---------- Pagina ----------
In chiesa sì ma per scapparne

Ogni anno, tra il giovedì santo e la fine del mese di maggio, in Italia si celebra un grande rito
collettivo, quello delle prime comunioni. Gli antropologi ne sono certi: questa è ancora la forma
generalizzata che gli italiani amano usare per significare il passaggio dall’infanzia all’adolescenza. I
riti di passaggio, nelle civiltà antiche, esorcizzavano le paure della crescita e dell’incontro con le
malattie, ma preparavano anche all’ingresso nella vita adulta.
Gli studi di sociologia religiosa
dimostrano tutti, in modo molto concorde, che quasi il 90 per cento dei bimbi che ricevono la prima
comunione abbandona subito, e quasi completamente, la pratica religiosa e la frequentazione della
Chiesa.

Se non fosse tragico, ci sarebbe da ridere: il rito della prima comunione è ormai diventato il
«segno» per annunciare l’abbandono della religione
. Molti di questi ragazzi, ma il numero decresce
rapidamente, si riaffaccerà in un luogo di culto per il matrimonio, non a caso un altro rito di
passaggio ritenuto ancora «formalmente serio» dalle famiglie. Le quali, successivamente saranno
capaci di ammettere e di giustificare la rottura delle promesse nuziali garantite religiosamente (e
questo avviene ormai, da decenni, nel 25% dei casi) entro cinque anni dalla celebrazione religiosa
grazie al ricorso alla giurisdizione civile. Nella traduzione antropologica, le pompose celebrazioni
matrimoniali che vediamo ancora officiare nelle chiese sono diventate, per un’alta percentuale di
casi, il rito religioso di passaggio verso la secolarizzazione.
«In Italia non si nasce più cristiani ma
lo si diventa», ammise tra i denti, alla fine del suo mandato di presidente della Conferenza
Episcopale, un cardinale che per quindici anni ha obbligato i cattolici di questo Paese a sentire
parlare più di politica che di religione.

Ed era come dire che anche lui, alla fine, si era accorto che
tutti possiamo abusare dei segni.
Tanto, prima o poi, la vita ci insegnerà ad essere realisti.
Mentre i bambini e i giovani vanno all’altare per dimenticare di essere cattolici, nella stessa
stagione trentacinque milioni di italiani si mettono in cammino per raggiungere uno o più dei tanti
santuari, monasteri ed eremi disseminati nel nostro paese. E si tratta di circa centomila chiese e oltre
millesettecento santuari. Se quattordici milioni sono i pellegrini poi, altri ventuno milioni
compongono il folto gruppo di coloro che viaggiano per motivi culturali, i cosiddetti «turisti della
fede» appunto, che scelgono per le loro vacanze di soggiornare in monasteri, eremi, case
d’accoglienza e di visitare musei, santuari, conventi.
----------
**Compito richiesto**
Riprendi il testo sulle prime comunioni e sull'abbandono della pratica religiosa subito dopo l'ultima frase presente. Le righe riportate di seguito non hanno alcuna parte in questo lavoro.
---------- Voci elencate ----------
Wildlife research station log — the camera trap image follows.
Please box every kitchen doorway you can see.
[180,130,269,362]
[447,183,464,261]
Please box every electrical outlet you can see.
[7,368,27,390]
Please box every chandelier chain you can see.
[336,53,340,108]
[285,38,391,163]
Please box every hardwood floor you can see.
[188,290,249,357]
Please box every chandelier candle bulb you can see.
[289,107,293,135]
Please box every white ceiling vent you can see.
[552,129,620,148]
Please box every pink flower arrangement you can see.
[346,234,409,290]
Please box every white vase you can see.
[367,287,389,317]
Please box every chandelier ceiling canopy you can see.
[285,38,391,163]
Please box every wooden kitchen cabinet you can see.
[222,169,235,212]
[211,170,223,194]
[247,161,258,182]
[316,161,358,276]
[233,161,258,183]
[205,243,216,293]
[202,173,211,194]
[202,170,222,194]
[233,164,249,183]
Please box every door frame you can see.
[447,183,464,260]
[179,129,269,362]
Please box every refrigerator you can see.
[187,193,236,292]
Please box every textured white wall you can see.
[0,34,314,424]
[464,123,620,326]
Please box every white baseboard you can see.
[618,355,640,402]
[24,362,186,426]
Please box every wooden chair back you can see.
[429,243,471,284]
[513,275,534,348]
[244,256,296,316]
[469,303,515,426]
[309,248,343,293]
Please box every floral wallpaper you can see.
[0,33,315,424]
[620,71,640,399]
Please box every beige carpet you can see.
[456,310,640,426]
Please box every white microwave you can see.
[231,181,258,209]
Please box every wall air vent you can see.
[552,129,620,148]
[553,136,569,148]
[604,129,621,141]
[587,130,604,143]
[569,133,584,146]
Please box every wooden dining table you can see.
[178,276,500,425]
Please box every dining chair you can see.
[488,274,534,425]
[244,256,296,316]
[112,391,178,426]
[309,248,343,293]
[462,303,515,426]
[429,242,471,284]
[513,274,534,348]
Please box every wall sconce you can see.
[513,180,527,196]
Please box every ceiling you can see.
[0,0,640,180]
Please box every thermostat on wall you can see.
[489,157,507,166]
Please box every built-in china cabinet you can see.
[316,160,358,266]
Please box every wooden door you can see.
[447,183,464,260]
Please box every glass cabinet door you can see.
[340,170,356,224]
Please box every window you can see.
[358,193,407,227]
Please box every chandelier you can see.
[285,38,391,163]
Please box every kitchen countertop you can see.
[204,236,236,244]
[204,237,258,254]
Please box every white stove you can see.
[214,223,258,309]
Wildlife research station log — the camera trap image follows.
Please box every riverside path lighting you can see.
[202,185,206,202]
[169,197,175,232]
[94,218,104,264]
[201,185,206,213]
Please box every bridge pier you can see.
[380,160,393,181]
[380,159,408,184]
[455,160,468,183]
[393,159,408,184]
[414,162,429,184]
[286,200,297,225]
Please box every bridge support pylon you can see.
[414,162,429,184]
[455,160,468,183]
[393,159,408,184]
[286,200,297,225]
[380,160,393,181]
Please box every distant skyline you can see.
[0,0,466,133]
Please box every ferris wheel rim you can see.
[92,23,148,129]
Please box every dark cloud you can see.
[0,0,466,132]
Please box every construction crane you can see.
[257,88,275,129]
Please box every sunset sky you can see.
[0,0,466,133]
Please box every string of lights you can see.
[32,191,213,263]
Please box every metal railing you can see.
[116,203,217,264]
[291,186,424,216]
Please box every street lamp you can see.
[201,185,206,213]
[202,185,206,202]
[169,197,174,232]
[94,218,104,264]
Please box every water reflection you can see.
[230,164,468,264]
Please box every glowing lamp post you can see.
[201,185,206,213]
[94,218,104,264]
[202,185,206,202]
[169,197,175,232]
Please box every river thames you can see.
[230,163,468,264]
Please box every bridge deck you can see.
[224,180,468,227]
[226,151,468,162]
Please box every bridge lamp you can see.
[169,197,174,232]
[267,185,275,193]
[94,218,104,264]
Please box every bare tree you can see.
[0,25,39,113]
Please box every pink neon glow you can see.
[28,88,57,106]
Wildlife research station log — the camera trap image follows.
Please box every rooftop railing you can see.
----------
**Risultato del compito**
Vi ricordate il Grande Giubileo dell’anno 2000? Dopo quell’anno, il trend dei pellegrini è
aumentato del 20%. E le previsioni di quest’anno, parlano di quaranta milioni (più o meno, a modo
loro, credenti) di cattolici in movimento per oltre venti milioni di pernottamenti nelle strutture
d’ospitalità vicine ai luoghi di culto visitati. Viene voglia di chiedersi se le stralunate notizie
attribuite ai «sacri palazzi» (come quella che vuole la Chiesa Italiana principalmente intimorita per
un’eventuale diminuzione dell’otto per mille; oppure quella che annunzia il prossimo arrivo del V
Cavalleria - sotto forma di nuovo dicastero vaticano per la rievangelizzazione dell’Europa – affidata
a un supervescovo super intelligente al quale delegare la salvezza della Chiesa dai malpensanti)
provengano dalla Terra oppure da Marte.

Anche perché, proprio negli stessi giorni, la Chiesa
italiana raccontava una rete di iniziative (e sono migliaia di migliaia) che nel nostro Paese stanno
costruendo i cammini della nuova evangelizzazione e della nuova vita sociale.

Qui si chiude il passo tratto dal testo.